> [Enunciado 1]: De acordo com o texto sobre a nota técnica da Consultoria de Orçamento da Câmara, qual lei prevê o socorro aos governos regionais?
> [Enunciado 2]: Transcreva do texto sobre a nota técnica da Consultoria de Orçamento da Câmara o trecho que vai de "O socorro aos Estados" até "em seus Legislativos.", incluindo essas palavras.

> [Trecho apresentado]:
**********

BRASÍLIA – Uma nota técnica divulgada pela Consultoria de Orçamento da Câmara argumenta que a proibição à concessão de reajustes a servidores públicos até o fim de 2021, como contrapartida ao socorro a Estados e municípios, vale inclusive para os atos de aprovação pelo Legislativo e sanção da lei pelo Executivo.
Por essa interpretação, o aumento concedido a policiais civis e militares do Distrito Federal poderia perder validade no início de outubro, quando a Medida Provisória (MP) editada pelo presidente Jair Bolsonaro para contemplar as categorias expiraria sem votação.
Eventuais leis estaduais e municipais de reajuste aprovadas antes da sanção do socorro, mas assinadas pelos chefes do Executivo após essa data, também ficariam invalidadas por esse entendimento.
“As limitações e proibições quanto ao aumento de pessoal ou de despesas obrigatórias destinam-se aos responsáveis pelos atos relacionados às ações vedadas. Essa responsabilização alcança os atos de aprovação, edição e sanção, seja a cargo do chefe do Poder Executivo, presidente e demais membros da Mesa ou de órgão decisório equivalente do Poder Legislativo, presidente de Tribunal do Poder Judiciário e chefe do Ministério Público, da União e dos Estados”, diz a nota técnica obtida pelo Broadcast.
O socorro aos Estados e municípios foi sancionado na data-limite por Bolsonaro, após o presidente segurar o ato justamente para dar tempo a governadores e prefeitos para aprovarem aumentos a servidores em seus Legislativos.
O governo também articulou a votação de uma mudança na Lei de Diretrizes Orçamentárias (LDO) de 2020 para abrir caminho ao reajuste prometido às políticas do DF, cujos salários são bancados com recursos da União por meio do Fundo Constitucional do DF. Após essa alteração, Bolsonaro assinou a MP concedendo reajuste retroativo a 1º de janeiro de 2020, ao custo de R$ 505 milhões ao ano.
A MP 971 ainda está em tramitação e precisa ser votada pelos plenários da Câmara e do Senado, além de sancionada pelo presidente da República – atos que, segundo a interpretação da consultoria, estariam proibidos pela Lei Complementar 173, que prevê o socorro aos governos regionais.
Na hipótese de esse entendimento prevalecer e a MP perder a vigência, há uma dúvida entre técnicos sobre o que ocorreria depois: se os salários seriam reduzidos ao patamar pré-aumento, ou se o Congresso poderia fazer um decreto legislativo dispondo sobre a vigência da MP, ou ainda se o reajuste ficaria suspenso apenas durante o período da proibição (até o fim de 2021). A avaliação é que o tema pode ser alvo de questionamento jurídico.
Antes do reajuste, os vencimentos de agentes da Polícia Civil do DF variavam entre R$ 8.698,78 e R$ 13.751,51. Com o aumento, passam a variar entre R$ 9.394,68 e R$ 14.851,63. Já delegados ganhavam antes do reajuste entre R$ 16.830,85 a R$ 22.805,00. Passarão a ganhar entre R$ 18.177,32 e R$ 24.629,40.

**********

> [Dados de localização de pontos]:
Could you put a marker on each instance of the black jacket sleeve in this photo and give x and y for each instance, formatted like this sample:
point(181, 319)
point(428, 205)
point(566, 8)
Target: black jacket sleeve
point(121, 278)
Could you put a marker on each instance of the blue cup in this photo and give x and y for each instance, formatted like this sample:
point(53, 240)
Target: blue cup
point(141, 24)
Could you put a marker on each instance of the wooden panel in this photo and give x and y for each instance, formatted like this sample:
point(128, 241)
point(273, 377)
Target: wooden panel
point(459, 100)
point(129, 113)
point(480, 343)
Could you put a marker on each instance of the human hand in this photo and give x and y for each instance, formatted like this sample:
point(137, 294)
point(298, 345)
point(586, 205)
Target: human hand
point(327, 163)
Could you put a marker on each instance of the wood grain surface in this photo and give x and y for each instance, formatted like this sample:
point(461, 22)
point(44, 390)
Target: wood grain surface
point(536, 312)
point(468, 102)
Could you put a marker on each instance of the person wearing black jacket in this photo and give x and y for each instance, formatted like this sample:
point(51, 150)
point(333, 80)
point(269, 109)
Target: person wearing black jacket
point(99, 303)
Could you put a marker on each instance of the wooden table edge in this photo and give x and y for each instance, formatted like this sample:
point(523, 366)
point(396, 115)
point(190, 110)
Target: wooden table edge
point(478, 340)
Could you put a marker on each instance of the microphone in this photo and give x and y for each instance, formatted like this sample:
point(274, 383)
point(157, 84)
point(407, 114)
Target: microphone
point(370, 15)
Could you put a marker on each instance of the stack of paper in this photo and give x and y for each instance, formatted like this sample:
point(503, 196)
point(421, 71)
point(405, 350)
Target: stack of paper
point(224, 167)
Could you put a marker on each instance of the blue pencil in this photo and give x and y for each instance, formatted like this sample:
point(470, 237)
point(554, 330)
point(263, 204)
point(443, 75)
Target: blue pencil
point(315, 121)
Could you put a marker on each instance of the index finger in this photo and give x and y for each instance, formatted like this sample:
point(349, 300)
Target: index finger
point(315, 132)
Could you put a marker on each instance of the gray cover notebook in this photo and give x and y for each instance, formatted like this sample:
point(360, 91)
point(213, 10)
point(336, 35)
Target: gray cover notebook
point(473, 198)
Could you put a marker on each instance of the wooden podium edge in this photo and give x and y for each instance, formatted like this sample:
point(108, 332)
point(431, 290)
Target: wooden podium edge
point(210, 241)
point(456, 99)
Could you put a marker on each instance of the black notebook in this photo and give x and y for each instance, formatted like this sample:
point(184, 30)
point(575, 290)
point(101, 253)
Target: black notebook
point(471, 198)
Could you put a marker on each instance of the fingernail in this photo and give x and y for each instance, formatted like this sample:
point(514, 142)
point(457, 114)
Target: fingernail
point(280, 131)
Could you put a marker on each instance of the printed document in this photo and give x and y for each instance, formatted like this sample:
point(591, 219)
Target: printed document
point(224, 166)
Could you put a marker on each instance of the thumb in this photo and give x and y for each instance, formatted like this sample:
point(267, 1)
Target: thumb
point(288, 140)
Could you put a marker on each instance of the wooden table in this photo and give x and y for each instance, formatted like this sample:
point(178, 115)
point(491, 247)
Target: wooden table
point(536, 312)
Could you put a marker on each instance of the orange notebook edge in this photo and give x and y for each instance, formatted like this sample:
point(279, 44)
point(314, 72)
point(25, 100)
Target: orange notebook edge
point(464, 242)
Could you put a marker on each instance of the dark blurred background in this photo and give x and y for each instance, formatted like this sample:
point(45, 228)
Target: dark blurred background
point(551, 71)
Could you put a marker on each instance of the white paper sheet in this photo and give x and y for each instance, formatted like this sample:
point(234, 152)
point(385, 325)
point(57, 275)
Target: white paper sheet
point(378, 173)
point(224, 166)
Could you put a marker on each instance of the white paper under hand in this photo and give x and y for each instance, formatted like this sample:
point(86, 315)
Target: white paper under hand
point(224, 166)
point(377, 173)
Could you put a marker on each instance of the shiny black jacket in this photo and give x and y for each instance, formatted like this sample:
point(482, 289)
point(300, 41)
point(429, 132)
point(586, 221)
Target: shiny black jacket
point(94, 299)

**********

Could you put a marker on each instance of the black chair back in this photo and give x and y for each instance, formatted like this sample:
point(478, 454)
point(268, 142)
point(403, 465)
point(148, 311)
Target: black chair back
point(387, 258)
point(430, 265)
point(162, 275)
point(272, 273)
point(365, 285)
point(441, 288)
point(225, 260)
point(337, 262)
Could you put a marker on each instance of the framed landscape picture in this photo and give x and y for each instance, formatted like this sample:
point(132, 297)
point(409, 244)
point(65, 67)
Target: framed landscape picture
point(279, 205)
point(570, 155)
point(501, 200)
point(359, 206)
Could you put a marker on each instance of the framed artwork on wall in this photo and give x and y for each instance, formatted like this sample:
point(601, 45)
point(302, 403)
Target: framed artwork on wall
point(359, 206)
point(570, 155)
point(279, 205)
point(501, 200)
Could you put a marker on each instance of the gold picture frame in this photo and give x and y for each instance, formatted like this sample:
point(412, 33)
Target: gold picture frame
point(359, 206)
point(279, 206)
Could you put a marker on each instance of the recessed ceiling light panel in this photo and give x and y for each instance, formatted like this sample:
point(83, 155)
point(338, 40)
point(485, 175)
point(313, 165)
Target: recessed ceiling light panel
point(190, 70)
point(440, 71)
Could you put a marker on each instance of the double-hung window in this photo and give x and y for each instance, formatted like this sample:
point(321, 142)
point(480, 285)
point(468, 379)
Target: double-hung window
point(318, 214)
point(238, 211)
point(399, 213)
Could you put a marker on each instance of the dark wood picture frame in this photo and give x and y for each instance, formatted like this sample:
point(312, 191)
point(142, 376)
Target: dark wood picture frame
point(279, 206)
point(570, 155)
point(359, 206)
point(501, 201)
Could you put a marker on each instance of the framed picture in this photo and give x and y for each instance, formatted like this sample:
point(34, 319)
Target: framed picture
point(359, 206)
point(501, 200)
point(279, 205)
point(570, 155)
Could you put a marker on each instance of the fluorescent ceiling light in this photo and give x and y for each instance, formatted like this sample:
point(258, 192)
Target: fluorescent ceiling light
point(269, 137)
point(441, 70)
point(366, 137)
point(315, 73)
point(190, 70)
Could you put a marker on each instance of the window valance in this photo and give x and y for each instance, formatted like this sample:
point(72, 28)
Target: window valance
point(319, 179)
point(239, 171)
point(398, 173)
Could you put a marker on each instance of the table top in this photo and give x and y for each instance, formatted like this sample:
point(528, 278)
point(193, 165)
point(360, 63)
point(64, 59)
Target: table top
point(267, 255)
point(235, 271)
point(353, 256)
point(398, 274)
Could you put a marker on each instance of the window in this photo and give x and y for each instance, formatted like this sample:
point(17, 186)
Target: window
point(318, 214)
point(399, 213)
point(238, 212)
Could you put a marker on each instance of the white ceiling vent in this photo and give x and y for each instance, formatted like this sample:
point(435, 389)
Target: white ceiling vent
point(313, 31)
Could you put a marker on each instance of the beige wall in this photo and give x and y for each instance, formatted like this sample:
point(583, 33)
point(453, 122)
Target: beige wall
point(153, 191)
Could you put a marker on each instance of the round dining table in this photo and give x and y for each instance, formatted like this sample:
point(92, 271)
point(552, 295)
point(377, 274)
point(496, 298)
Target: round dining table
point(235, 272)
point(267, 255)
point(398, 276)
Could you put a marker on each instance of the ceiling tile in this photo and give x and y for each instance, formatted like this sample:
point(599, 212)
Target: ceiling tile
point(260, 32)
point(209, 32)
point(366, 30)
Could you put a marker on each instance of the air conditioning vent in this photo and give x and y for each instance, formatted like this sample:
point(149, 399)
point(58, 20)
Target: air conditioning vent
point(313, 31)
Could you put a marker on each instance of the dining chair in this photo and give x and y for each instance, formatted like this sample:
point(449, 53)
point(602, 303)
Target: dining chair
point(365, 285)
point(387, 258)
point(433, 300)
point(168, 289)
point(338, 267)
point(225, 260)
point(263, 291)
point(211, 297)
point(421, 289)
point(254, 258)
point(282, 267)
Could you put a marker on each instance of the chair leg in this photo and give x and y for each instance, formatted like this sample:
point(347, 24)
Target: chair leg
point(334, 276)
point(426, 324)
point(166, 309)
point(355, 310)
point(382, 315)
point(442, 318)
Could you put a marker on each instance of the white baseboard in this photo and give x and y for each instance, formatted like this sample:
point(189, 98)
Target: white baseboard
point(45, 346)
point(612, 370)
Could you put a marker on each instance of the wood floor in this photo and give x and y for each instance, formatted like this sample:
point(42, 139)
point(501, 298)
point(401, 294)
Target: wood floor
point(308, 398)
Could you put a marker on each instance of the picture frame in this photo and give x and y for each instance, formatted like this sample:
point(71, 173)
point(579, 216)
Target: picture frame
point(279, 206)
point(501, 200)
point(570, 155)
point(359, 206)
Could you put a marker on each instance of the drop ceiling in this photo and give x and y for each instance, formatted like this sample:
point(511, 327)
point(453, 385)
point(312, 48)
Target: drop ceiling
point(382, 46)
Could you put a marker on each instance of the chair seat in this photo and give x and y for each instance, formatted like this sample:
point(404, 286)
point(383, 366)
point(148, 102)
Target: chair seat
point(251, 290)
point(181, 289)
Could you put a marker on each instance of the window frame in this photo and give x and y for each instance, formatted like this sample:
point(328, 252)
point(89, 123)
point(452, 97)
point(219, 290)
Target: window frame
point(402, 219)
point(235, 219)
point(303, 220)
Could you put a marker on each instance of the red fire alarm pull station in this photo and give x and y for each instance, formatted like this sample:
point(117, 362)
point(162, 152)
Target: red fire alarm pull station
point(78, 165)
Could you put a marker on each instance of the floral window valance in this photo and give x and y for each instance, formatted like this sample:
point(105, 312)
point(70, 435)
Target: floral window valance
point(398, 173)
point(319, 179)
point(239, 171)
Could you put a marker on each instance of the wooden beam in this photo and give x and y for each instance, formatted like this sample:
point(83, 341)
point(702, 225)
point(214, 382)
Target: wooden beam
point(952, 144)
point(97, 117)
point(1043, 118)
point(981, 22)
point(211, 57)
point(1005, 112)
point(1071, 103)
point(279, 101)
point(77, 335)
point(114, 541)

**********

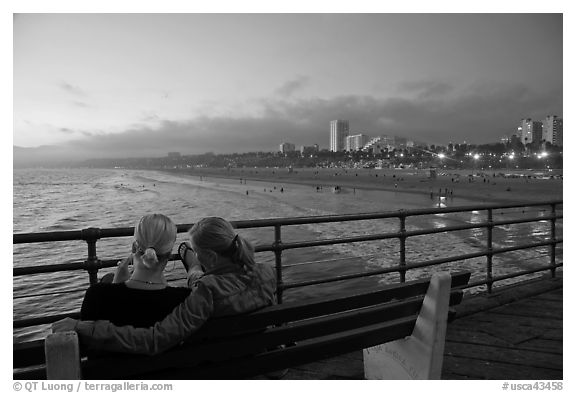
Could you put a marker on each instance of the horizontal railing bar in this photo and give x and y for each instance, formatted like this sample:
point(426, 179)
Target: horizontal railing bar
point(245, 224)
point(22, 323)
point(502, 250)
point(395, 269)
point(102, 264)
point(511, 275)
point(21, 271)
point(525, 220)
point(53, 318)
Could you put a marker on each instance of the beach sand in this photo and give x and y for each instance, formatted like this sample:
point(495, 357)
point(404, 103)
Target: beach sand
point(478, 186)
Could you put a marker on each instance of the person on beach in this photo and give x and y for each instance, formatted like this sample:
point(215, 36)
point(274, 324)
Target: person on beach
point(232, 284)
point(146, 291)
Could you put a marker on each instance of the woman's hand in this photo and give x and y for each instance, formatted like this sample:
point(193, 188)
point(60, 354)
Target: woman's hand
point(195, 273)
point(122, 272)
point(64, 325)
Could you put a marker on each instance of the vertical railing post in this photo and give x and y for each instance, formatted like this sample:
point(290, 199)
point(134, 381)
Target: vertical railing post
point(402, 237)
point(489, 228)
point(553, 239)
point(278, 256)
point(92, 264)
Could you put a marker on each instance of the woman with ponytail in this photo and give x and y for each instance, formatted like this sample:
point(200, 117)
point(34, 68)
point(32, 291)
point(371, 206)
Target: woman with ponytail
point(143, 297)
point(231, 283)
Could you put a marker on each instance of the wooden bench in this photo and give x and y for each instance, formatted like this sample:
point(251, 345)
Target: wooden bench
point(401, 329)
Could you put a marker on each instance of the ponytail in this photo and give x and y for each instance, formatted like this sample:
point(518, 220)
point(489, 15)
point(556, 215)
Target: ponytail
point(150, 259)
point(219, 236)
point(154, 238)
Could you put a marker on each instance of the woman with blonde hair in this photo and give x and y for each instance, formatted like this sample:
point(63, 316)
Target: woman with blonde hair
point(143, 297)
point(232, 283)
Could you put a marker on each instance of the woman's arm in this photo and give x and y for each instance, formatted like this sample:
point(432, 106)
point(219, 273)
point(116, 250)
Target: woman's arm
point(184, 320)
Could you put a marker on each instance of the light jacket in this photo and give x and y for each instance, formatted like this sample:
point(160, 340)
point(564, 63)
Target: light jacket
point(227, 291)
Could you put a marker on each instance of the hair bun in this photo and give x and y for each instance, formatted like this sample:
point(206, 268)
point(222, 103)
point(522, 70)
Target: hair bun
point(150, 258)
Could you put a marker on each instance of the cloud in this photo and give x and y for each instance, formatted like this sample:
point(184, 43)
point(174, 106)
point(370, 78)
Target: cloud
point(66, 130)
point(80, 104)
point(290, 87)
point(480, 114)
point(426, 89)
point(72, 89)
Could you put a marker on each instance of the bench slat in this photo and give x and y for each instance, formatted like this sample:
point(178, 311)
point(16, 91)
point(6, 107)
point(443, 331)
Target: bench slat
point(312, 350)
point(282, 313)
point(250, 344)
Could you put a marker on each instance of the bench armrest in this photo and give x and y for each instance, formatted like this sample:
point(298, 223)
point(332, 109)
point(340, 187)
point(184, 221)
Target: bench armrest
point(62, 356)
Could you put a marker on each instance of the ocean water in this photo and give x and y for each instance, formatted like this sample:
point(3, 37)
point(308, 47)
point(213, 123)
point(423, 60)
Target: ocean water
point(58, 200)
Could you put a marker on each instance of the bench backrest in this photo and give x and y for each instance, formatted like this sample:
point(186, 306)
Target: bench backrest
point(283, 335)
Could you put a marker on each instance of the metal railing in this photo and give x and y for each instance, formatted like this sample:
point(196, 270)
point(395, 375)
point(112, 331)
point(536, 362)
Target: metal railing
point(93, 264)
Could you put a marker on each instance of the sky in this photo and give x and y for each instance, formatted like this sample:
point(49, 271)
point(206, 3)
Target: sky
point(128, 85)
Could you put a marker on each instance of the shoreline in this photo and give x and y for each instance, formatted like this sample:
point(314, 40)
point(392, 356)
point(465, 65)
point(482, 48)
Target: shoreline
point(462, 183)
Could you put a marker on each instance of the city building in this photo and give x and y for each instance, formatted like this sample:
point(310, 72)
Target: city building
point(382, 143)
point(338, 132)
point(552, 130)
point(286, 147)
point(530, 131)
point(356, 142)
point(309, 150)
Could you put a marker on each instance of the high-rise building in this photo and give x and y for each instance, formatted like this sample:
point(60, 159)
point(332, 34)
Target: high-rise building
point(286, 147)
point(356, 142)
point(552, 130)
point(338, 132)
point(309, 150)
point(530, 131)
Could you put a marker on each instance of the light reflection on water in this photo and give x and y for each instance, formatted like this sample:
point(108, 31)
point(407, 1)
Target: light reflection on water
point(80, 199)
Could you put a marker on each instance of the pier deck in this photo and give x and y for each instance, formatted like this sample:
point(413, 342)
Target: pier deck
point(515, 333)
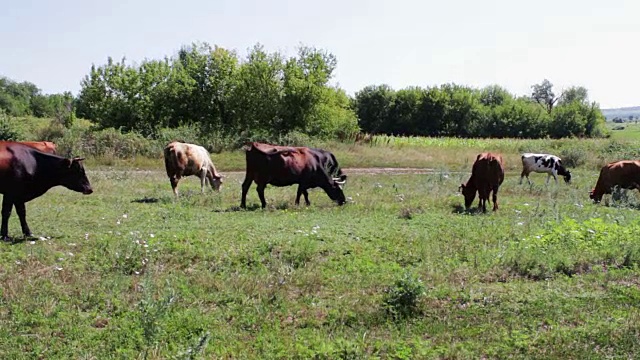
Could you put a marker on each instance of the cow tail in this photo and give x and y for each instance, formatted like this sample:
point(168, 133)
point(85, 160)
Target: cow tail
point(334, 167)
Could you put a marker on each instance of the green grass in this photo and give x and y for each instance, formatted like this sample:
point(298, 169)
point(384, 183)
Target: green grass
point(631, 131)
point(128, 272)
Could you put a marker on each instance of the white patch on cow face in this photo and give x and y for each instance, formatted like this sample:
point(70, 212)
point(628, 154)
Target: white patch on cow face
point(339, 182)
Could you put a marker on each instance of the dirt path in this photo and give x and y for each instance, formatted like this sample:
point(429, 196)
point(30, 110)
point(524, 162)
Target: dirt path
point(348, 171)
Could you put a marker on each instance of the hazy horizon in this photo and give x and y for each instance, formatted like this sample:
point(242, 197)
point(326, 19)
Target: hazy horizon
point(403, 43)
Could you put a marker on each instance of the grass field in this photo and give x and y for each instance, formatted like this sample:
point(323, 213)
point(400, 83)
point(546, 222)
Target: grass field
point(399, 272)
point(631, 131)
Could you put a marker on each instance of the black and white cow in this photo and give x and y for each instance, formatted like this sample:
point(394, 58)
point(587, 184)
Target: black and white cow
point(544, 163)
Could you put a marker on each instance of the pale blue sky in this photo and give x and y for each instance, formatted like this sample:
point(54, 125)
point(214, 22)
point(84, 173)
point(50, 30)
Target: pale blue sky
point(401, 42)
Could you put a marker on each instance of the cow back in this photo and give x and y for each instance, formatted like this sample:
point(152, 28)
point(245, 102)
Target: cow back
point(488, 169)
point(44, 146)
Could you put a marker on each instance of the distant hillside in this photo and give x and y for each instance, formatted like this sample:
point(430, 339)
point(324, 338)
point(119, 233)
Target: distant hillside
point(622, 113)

**********

> [Resposta 1]: A Lei Complementar 173.

> [Resposta 2]:
O socorro aos Estados e municípios foi sancionado na data-limite por Bolsonaro, após o presidente segurar o ato justamente para dar tempo a governadores e prefeitos para aprovarem aumentos a servidores em seus Legislativos.